━━━━━ Input material ━━━━━
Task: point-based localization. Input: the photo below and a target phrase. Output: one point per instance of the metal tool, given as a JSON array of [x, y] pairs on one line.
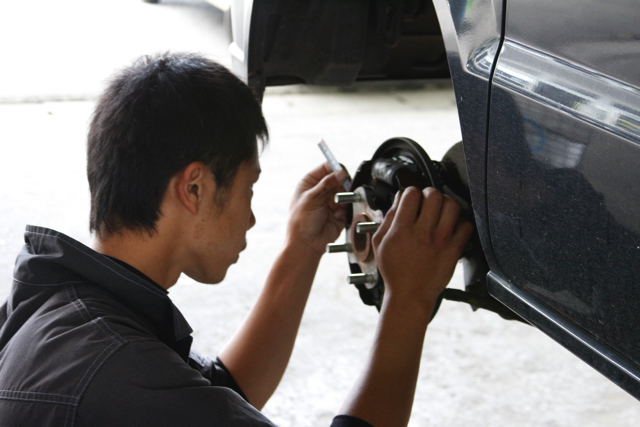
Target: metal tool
[[333, 162]]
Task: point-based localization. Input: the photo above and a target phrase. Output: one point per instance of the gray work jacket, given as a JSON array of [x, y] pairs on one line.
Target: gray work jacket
[[85, 341]]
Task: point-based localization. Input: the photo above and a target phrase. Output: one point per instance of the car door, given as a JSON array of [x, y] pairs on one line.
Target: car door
[[563, 177]]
━━━━━
■ **Task description**: Each entry should be repeated exactly as it appears; the pictures stay out.

■ **Answer for the task**:
Task: point-based localization. Input: the photo below and a target phrase. Output: one point per instance of the metal tool, given as a JSON array of [x, y] pairs on one line.
Target: metal tool
[[333, 162]]
Task: point-based localization. Input: the photo above and a target phrase. Output: one point per instance of the gray work jacket, given as a JSON array of [x, y] pairs on one line.
Target: gray work jacket
[[85, 341]]
Task: point-based localization. Input: the photo above and a target phrase. Output: one point per instance of the car door, given as a JSON array of [x, y] pairs on one line.
Target: car door
[[563, 177]]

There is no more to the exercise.